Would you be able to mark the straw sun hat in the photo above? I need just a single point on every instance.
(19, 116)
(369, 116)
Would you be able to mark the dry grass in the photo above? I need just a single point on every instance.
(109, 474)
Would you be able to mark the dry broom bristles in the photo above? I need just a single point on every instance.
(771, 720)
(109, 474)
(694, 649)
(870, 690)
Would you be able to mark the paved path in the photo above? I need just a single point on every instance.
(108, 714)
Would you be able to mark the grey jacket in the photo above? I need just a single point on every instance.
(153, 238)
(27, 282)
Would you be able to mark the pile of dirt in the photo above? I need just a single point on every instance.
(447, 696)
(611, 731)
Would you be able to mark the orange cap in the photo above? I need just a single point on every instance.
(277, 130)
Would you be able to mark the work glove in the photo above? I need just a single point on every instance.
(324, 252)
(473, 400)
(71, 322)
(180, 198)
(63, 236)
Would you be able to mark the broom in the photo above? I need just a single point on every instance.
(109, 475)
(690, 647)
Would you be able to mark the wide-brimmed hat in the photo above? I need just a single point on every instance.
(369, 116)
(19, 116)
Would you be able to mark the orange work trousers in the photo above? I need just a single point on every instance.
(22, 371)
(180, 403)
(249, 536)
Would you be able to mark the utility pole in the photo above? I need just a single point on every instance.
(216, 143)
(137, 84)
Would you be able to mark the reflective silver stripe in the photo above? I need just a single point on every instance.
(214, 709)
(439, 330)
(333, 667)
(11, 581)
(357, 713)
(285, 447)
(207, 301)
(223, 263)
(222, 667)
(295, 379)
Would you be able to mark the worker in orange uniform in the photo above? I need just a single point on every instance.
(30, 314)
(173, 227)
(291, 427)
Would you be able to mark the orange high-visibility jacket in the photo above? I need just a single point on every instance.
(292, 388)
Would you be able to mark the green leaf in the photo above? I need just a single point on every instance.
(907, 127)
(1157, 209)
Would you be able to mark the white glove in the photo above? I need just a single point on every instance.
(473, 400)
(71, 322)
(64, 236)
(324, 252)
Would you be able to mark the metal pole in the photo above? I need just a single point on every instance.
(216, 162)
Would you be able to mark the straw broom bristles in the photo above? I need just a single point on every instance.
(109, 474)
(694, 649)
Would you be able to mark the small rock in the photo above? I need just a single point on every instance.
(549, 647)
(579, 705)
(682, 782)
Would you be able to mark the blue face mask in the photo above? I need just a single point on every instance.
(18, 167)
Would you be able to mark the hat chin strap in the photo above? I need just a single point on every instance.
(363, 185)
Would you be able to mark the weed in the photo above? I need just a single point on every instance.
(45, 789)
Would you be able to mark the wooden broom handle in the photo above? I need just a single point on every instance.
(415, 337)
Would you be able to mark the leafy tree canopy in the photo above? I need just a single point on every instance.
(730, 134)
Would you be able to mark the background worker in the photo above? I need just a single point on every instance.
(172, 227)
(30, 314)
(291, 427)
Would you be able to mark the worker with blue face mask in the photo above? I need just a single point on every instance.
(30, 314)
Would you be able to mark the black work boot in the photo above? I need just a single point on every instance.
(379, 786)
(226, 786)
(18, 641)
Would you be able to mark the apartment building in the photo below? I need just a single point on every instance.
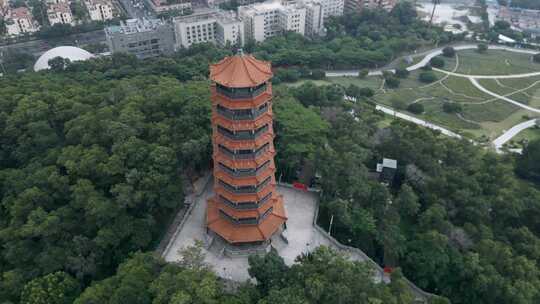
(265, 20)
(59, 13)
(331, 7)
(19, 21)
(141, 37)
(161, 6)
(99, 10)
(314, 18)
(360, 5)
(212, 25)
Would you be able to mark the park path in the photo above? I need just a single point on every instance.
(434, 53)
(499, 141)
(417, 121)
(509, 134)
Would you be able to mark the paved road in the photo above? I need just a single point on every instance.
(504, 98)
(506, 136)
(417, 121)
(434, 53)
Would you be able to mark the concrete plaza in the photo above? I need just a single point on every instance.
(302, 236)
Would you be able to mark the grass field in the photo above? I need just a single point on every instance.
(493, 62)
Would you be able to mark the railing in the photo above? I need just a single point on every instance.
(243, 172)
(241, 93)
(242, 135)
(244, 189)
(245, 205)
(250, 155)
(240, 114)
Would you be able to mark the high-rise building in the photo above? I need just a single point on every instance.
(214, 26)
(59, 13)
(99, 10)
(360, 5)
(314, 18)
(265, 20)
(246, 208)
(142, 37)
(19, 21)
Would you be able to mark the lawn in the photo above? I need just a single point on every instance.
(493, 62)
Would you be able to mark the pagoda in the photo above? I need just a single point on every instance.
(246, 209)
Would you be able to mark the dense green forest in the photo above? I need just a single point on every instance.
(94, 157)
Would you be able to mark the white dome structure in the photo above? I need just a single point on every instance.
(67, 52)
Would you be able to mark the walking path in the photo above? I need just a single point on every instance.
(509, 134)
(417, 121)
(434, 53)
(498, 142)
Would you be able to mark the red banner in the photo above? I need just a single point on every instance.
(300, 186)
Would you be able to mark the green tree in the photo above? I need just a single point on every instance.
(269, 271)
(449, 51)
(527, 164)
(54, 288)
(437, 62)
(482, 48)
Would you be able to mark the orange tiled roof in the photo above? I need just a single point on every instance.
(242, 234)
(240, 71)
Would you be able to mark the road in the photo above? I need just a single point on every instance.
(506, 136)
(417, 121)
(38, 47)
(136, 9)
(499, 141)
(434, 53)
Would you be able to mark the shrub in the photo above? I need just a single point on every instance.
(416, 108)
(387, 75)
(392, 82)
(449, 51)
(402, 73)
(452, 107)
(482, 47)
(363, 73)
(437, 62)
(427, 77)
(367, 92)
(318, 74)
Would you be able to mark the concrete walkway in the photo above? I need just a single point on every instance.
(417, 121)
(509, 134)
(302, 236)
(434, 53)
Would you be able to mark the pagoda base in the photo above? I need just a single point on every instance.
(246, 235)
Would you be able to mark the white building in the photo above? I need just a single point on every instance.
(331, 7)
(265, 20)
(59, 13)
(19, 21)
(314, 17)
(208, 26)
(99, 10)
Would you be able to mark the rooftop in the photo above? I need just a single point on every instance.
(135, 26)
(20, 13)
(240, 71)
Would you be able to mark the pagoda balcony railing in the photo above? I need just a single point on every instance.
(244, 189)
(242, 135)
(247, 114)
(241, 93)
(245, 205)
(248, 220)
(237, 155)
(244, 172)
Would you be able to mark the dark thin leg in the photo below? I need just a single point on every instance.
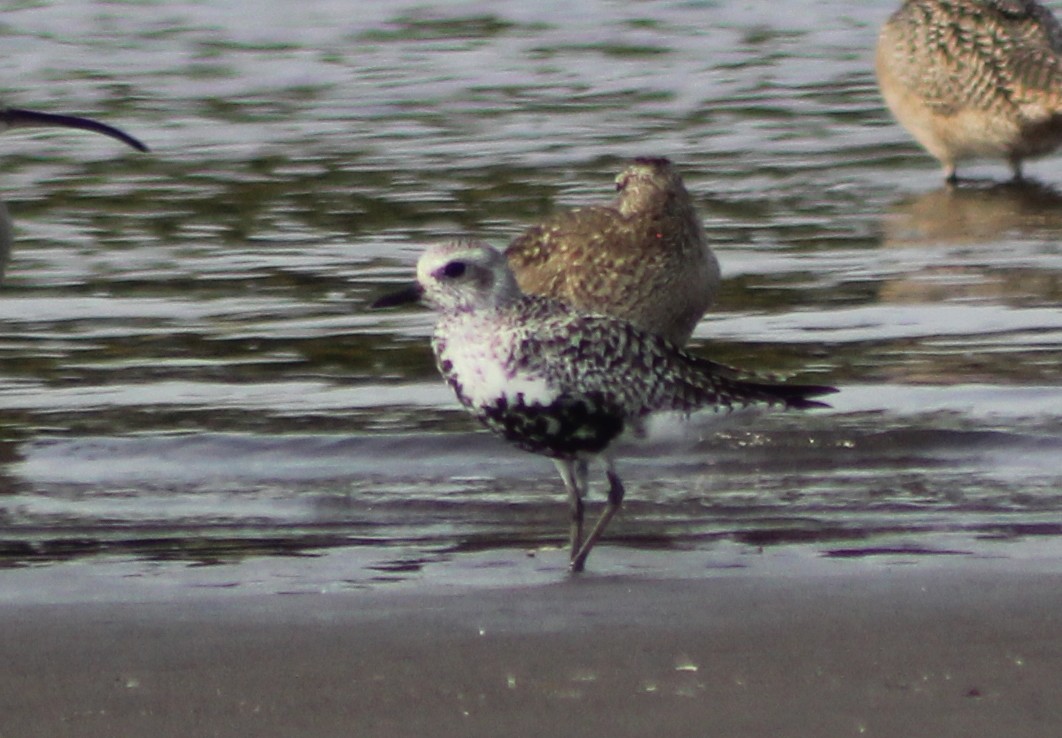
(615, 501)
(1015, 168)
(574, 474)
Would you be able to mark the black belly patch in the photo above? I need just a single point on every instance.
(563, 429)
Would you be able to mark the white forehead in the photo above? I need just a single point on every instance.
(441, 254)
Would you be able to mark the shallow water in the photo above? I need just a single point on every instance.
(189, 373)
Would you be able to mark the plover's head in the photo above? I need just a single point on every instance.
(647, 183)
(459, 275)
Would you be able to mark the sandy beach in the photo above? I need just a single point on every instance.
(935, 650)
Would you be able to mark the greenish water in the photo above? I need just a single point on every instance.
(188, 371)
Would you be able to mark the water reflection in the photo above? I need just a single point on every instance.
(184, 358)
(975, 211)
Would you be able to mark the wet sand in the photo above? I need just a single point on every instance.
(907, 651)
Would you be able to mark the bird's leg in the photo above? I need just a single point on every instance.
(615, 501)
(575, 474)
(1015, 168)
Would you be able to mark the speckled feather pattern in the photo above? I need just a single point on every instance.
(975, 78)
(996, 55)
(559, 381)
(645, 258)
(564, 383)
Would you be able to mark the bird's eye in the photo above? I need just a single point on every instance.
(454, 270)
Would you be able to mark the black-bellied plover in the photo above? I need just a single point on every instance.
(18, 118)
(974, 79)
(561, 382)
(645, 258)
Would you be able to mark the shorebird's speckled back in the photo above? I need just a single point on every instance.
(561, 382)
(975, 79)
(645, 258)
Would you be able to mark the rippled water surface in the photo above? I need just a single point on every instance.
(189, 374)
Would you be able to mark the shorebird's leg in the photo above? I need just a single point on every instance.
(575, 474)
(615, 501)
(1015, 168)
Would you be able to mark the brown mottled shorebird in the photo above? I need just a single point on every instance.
========================================
**WORK TO BE COMPLETED**
Substitute "single dot" for "single point" throughout all of the records above and write them out again with nothing else changed. Leave the pictures out of your answer.

**WRITTEN ANSWER**
Would you be able to mark the straw sun hat in the photo above? I need just a single dot on every instance.
(19, 116)
(369, 116)
Would you be able to mark the dry grass in the photo above? I need just a single dot on every instance.
(109, 474)
Would you be able to mark the dry broom bristles in the photo above? I need just a single dot on every instance.
(771, 720)
(109, 474)
(694, 649)
(870, 690)
Would you be able to mark the paved path in the photo above? I need just a single dot on every instance.
(108, 714)
Would you be able to mark the grey jacket in the photo above? I need just a single dot on every instance.
(153, 238)
(27, 282)
Would you be able to mark the pile of dirt in the photo above? I need just a single dot on every instance.
(447, 696)
(611, 731)
Would you be able to mark the orange cap in the photo above? I need just a single dot on every instance.
(277, 130)
Would you be able to mark the work glove in the photo above? I need just a single dot on every instance.
(324, 252)
(473, 400)
(71, 322)
(180, 198)
(63, 236)
Would you be able to mark the broom in the photo above? I need just a single dot on every instance.
(109, 475)
(690, 647)
Would you be able to mark the wide-brimmed hat in the photo above? I need just a single dot on every instance.
(369, 116)
(19, 116)
Would you be able to mark the orange work trousers in the photo above? I need just a single dot on every instance.
(22, 371)
(180, 403)
(249, 536)
Would you be able to mark the utility pole in the photo above? I need just a single dot on every instance.
(216, 143)
(137, 84)
Would you be able to mark the reflective silver stripe in the photo above? I need just a single dot on every instance.
(214, 709)
(439, 330)
(333, 667)
(11, 581)
(357, 713)
(285, 447)
(207, 301)
(223, 263)
(222, 667)
(295, 379)
Would you be able to mark the worker in orange uniform in the photo above? I need just a single dot on every instance.
(30, 314)
(173, 227)
(291, 427)
Would you be able to mark the orange high-visibility jacket in the photo above? I need just a single dot on every instance.
(292, 388)
Would you be able to mark the green leaf in the photo above? I need just a single dot on every instance.
(907, 127)
(1157, 209)
Would you be able to mark the white glove in the photo above? I need just a single dot on every instance.
(473, 400)
(71, 322)
(64, 236)
(324, 252)
Would you be able to mark the metal pole in the photo above? I need just a single dot on every instance.
(216, 162)
Would you be able to mark the straw broom bristles in the photo above? I need just a single dot on every instance.
(109, 474)
(694, 649)
Would you be able to mark the small rock in the photo above? I need just a single dot on every instance.
(549, 647)
(579, 705)
(682, 782)
Would you be able to mark the blue face mask in the photo above? I need just a single dot on every instance.
(18, 167)
Would you be able to mark the hat chin strap in the photo above? I need just a single dot on every instance.
(363, 185)
Would you be able to mark the weed in the photo above? I need just a single dot on every instance.
(45, 789)
Would you be able to mark the wooden broom handle in the photo above? I need just a single dot on every instance.
(415, 337)
Would you be able to mark the leafy tree canopy in the photo above? I need just a single dot on every instance.
(730, 134)
Would you be able to mark the background worker in the photo above? I need just a single dot on every instance.
(172, 227)
(30, 314)
(291, 427)
Would you be able to mark the worker with blue face mask in the photo above? I need just a single dot on every instance.
(30, 314)
Would you be able to mark the black work boot in the photo above? I need just a single dot on every instance.
(379, 786)
(226, 786)
(18, 641)
Would you be able to mark the apartment building in the photo below? I need just a single dot on every instance.
(265, 20)
(59, 13)
(331, 7)
(19, 21)
(141, 37)
(161, 6)
(99, 10)
(314, 18)
(360, 5)
(212, 25)
Would you be able to mark the park path in the photo above? I need just a single dot on every instance.
(434, 53)
(499, 141)
(417, 121)
(509, 134)
Would you be able to mark the paved road in the photo above? I need just a single dot on every instance.
(504, 98)
(506, 136)
(417, 121)
(434, 53)
Would you be able to mark the concrete plaza in the photo above? I need just a single dot on every instance.
(302, 236)
Would you be able to mark the grass field in the photo above? I need just a single dot on every instance.
(493, 62)
Would you be able to mark the railing in the photo above? I need just a single dot on every instance.
(243, 172)
(241, 93)
(242, 135)
(244, 189)
(245, 205)
(250, 155)
(240, 114)
Would you be able to mark the high-rise building in the photo above? I need just a single dot on every instance.
(214, 26)
(59, 13)
(99, 10)
(360, 5)
(314, 18)
(265, 20)
(246, 208)
(142, 37)
(19, 21)
Would you be able to mark the lawn in the photo above? I need just a single dot on every instance.
(493, 62)
Would you be able to mark the pagoda in the photo above? I need just a single dot on every instance.
(246, 209)
Would you be able to mark the dense green forest in the photo above? I need just a single dot on every instance.
(94, 157)
Would you be able to mark the white dome structure in the photo above? I need just a single dot on every instance.
(67, 52)
Would you be able to mark the walking path in the photo above? I need just a single dot on every instance.
(509, 134)
(417, 121)
(434, 53)
(498, 142)
Would you be able to mark the red banner in the photo above? I need just a single dot on every instance.
(300, 186)
Would you be able to mark the green tree in the photo above? I need just a single dot on every instance.
(269, 271)
(449, 51)
(527, 164)
(54, 288)
(437, 62)
(482, 48)
Would you be able to mark the orange tiled roof in the photo above? I need just a single dot on every instance.
(242, 234)
(240, 71)
Would you be able to mark the road in the photo above? I need just a single dot on every instance.
(506, 136)
(417, 121)
(38, 47)
(136, 9)
(499, 141)
(434, 53)
Would you be able to mark the shrub in the photo above? I need just a single dot on every instance.
(416, 108)
(387, 75)
(392, 82)
(449, 51)
(402, 73)
(452, 107)
(482, 47)
(363, 73)
(437, 62)
(427, 77)
(367, 92)
(318, 74)
Would you be able to mark the concrete walkway in the photo above? I need just a single dot on every instance.
(417, 121)
(509, 134)
(302, 236)
(434, 53)
Would you be able to mark the pagoda base in the photo above? I need just a single dot on every instance.
(246, 235)
Would you be able to mark the white building in the photo above? I need just a single dot on every instance.
(331, 7)
(265, 20)
(59, 13)
(19, 21)
(314, 17)
(208, 26)
(99, 10)
Would you be able to mark the rooftop in the photo above? I need just a single dot on every instance.
(135, 26)
(20, 13)
(240, 71)
Would you be able to mark the pagoda balcony railing in the photo above? I need just a single dot on every instance.
(244, 189)
(242, 135)
(247, 114)
(241, 93)
(245, 205)
(248, 220)
(237, 155)
(244, 172)
Would you be able to mark the dark thin leg in the photo below? I need just a single dot on every instance.
(615, 501)
(1015, 168)
(574, 474)
Would you be able to mark the black belly patch in the photo above? I need just a single dot on every instance.
(563, 429)
Would you be able to mark the white forehead in the photo above? I need just a single dot on every instance.
(441, 254)
Would you be able to mark the shallow water in the photo above? I need just a single dot on every instance.
(189, 373)
Would you be able to mark the plover's head in the photo above? I need just a single dot on every instance.
(647, 183)
(459, 275)
Would you be able to mark the sandy beach in the photo above? I need just a single dot on every instance.
(935, 650)
Would you be able to mark the greenish water in the photo above? I need just a single dot on every instance.
(188, 371)
Would you be able to mark the water reflection in the photo above? I need just a single dot on every instance.
(184, 358)
(975, 211)
Would you be able to mark the wet sand in the photo above? I need just a single dot on every instance.
(907, 651)
Would you be able to mark the bird's leg in the photo above? I need just a single dot on every instance.
(615, 501)
(575, 474)
(1015, 168)
Would you be able to mark the speckled feather pattern in the photo above? I need just a single dot on every instance.
(975, 78)
(996, 55)
(559, 381)
(645, 258)
(564, 383)
Would you be able to mark the bird's eye in the photo above? I need just a single dot on every instance.
(454, 270)
Would you be able to mark the black-bellied plover in the photo above? I need just a single dot on every instance.
(18, 118)
(974, 79)
(561, 382)
(645, 258)
Would you be able to mark the shorebird's speckled back in the photo above? I need just a single dot on every instance.
(561, 382)
(975, 79)
(645, 258)
Would you be able to mark the rippled water surface in the photo above? I need just a single dot on every instance.
(189, 374)
Would you be able to mark the shorebird's leg in the photo above? I need just a single dot on every instance.
(575, 474)
(615, 501)
(1015, 168)
Would you be able to mark the brown mottled shorebird in the photo above? I need just a single dot on every instance.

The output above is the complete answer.